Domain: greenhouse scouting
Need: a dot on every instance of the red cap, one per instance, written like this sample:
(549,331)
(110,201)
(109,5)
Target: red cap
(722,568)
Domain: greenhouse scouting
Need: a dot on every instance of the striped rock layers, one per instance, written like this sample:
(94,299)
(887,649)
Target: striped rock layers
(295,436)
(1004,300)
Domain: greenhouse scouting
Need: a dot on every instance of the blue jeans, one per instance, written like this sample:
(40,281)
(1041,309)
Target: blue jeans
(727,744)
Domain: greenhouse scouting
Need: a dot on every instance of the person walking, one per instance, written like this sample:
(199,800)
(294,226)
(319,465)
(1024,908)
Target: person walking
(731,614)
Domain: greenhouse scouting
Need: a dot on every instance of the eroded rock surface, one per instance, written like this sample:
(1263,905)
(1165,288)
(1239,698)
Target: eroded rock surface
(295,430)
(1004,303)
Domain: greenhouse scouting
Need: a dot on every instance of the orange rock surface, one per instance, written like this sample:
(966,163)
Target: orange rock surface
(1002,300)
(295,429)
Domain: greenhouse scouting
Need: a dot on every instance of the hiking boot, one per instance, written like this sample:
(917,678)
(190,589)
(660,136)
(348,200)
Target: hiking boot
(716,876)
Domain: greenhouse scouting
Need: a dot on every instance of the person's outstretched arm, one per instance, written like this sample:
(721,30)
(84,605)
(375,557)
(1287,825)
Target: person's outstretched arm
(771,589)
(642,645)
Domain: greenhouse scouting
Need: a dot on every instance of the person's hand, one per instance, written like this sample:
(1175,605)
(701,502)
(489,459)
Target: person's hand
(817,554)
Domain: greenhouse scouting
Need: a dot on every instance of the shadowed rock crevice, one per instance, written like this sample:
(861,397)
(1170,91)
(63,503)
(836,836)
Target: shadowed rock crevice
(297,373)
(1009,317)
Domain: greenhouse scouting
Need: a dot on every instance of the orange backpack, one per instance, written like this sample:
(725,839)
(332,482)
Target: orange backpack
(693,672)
⁂
_Instructions for the task_. Copy out all of the material above again, swapping every "greenhouse scouting" for "trail survey" and leaving everything else as it is.

_Completed task_.
Domain: trail survey
Need: a dot on every instance of the red cap, one per instance, written like this sample:
(549,331)
(110,201)
(109,5)
Target: red cap
(722,568)
Domain: trail survey
Need: a dot on every instance of the striped rock layers, one per instance, written like this sample:
(94,299)
(887,649)
Target: striped rock layers
(295,436)
(1004,300)
Domain: trail survey
Need: a dot on every instance of the blue jeans, one per instance, written like this sample:
(40,281)
(1041,309)
Target: blue jeans
(727,744)
Domain: trail survey
Need: a dot on every instance of the person walking, one per instance, written like this sample:
(199,800)
(294,226)
(319,465)
(1024,908)
Target: person walking
(731,614)
Domain: trail survey
Need: a dot on every instance of the eroded rock surface, one per instance, written like this sample:
(1263,905)
(1165,288)
(1239,698)
Target: eroded rock surface
(295,430)
(1004,303)
Domain: trail survey
Need: a dot on every instance of the orange rock surface, one per instance, written like this sample:
(966,163)
Target: orange rock surface
(1002,300)
(295,429)
Domain: trail survey
Need: a dot on every instance of the hiking boot, one per instance, written like this sample:
(917,678)
(190,589)
(660,136)
(348,200)
Target: hiking boot
(716,876)
Domain: trail survey
Need: a dot on every instance of the person's outstretched arm, one per instance, written like this sample:
(721,30)
(84,605)
(375,557)
(1287,825)
Target: person's outstretched arm
(771,589)
(642,645)
Domain: trail survey
Need: a dot on every instance of the person's hand, one per instance, written like this sample:
(1175,605)
(701,502)
(489,459)
Target: person's hand
(817,554)
Domain: trail survey
Need: a dot on every instance of the shadowed rock crevice, one per instance, written like this sample:
(861,397)
(1170,91)
(63,503)
(836,836)
Target: shadowed rock crevice
(297,373)
(1009,317)
Domain: trail survey
Need: a dot on every instance of the orange backpack, one per instance, written like this sample:
(725,839)
(332,482)
Target: orange backpack
(693,672)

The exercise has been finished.